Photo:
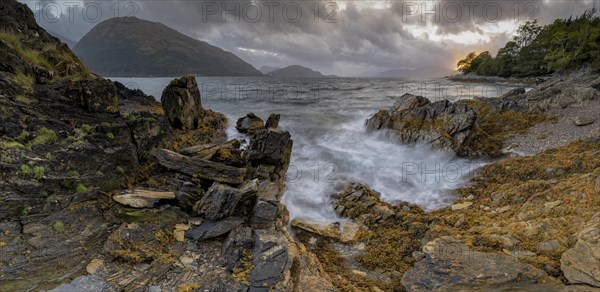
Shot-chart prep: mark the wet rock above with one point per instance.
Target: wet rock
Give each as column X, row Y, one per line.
column 345, row 231
column 580, row 263
column 273, row 121
column 182, row 103
column 249, row 124
column 93, row 266
column 269, row 154
column 220, row 200
column 212, row 229
column 238, row 242
column 139, row 198
column 583, row 121
column 358, row 202
column 461, row 206
column 514, row 92
column 95, row 95
column 266, row 209
column 199, row 167
column 451, row 265
column 442, row 124
column 271, row 259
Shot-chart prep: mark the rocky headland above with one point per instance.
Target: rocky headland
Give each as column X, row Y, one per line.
column 105, row 189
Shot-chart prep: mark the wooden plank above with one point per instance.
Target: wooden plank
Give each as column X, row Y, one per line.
column 199, row 167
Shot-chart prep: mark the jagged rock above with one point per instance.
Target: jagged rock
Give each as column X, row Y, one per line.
column 188, row 193
column 266, row 209
column 199, row 167
column 182, row 103
column 581, row 263
column 358, row 202
column 442, row 124
column 451, row 265
column 514, row 92
column 583, row 121
column 212, row 229
column 345, row 231
column 268, row 154
column 271, row 259
column 249, row 124
column 142, row 198
column 94, row 95
column 273, row 121
column 238, row 241
column 220, row 200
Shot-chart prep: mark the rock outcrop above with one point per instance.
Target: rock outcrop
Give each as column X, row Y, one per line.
column 183, row 104
column 451, row 265
column 581, row 263
column 441, row 124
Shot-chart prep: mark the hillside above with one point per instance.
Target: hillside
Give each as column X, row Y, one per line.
column 130, row 46
column 295, row 71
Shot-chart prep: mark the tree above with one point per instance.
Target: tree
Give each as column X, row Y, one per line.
column 464, row 64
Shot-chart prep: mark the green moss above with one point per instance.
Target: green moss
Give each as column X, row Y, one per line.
column 58, row 226
column 23, row 99
column 24, row 80
column 11, row 145
column 25, row 210
column 81, row 188
column 38, row 172
column 44, row 136
column 120, row 170
column 26, row 170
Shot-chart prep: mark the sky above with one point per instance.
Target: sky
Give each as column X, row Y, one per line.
column 345, row 38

▸ WRITTEN TASK
Write out the whole listing again, exactly, with no pictures.

▸ ANSWER FOR THE TASK
Photo:
Shot-chart prep: mark the wet rock above with one point per instance.
Target: wet rock
Give each as column X, row Y, one per line.
column 345, row 231
column 580, row 263
column 273, row 121
column 182, row 103
column 249, row 124
column 93, row 266
column 269, row 154
column 220, row 200
column 212, row 229
column 238, row 242
column 139, row 198
column 583, row 121
column 358, row 202
column 461, row 206
column 514, row 92
column 95, row 95
column 266, row 209
column 199, row 167
column 451, row 265
column 442, row 124
column 271, row 259
Shot-chart prep: mark the rocky headland above with one point per instance.
Target: rocky headland
Give each as column X, row Y, one per line.
column 105, row 189
Shot-chart prep: mark the wooden plank above with one point per instance.
Target: wooden plank
Give each as column X, row Y, one per line.
column 199, row 167
Shot-chart prep: mark the jagged rock above with one point per instance.
Target: jagged rock
Give each as column X, row Y, one per line.
column 188, row 193
column 266, row 209
column 199, row 167
column 182, row 103
column 581, row 263
column 358, row 202
column 442, row 124
column 451, row 265
column 514, row 92
column 583, row 121
column 212, row 229
column 345, row 231
column 268, row 154
column 271, row 259
column 249, row 124
column 142, row 198
column 94, row 95
column 273, row 121
column 238, row 241
column 220, row 200
Shot-chart prep: mark the rock outcrop above with one point per instance.
Target: rock outcrop
Give each as column X, row Y, one per line.
column 183, row 104
column 451, row 265
column 581, row 263
column 441, row 124
Shot-chart prep: mark the hillside above with one point per instance.
Target: hillside
Give each as column X, row Y, one per line.
column 130, row 46
column 295, row 71
Shot-chart prep: mark the tree above with one point per instance.
Target: tree
Give each as column X, row Y, one per line.
column 464, row 64
Shot-chart prep: mark the green moss above with one point per instance.
Target: green moss
Give each as column X, row Y, one per line.
column 58, row 226
column 23, row 99
column 24, row 80
column 11, row 145
column 25, row 210
column 81, row 188
column 38, row 172
column 44, row 136
column 120, row 170
column 26, row 170
Shot-chart prep: mark the sky above with one point per instance.
Target: sky
Give each as column X, row Y, one per line.
column 345, row 38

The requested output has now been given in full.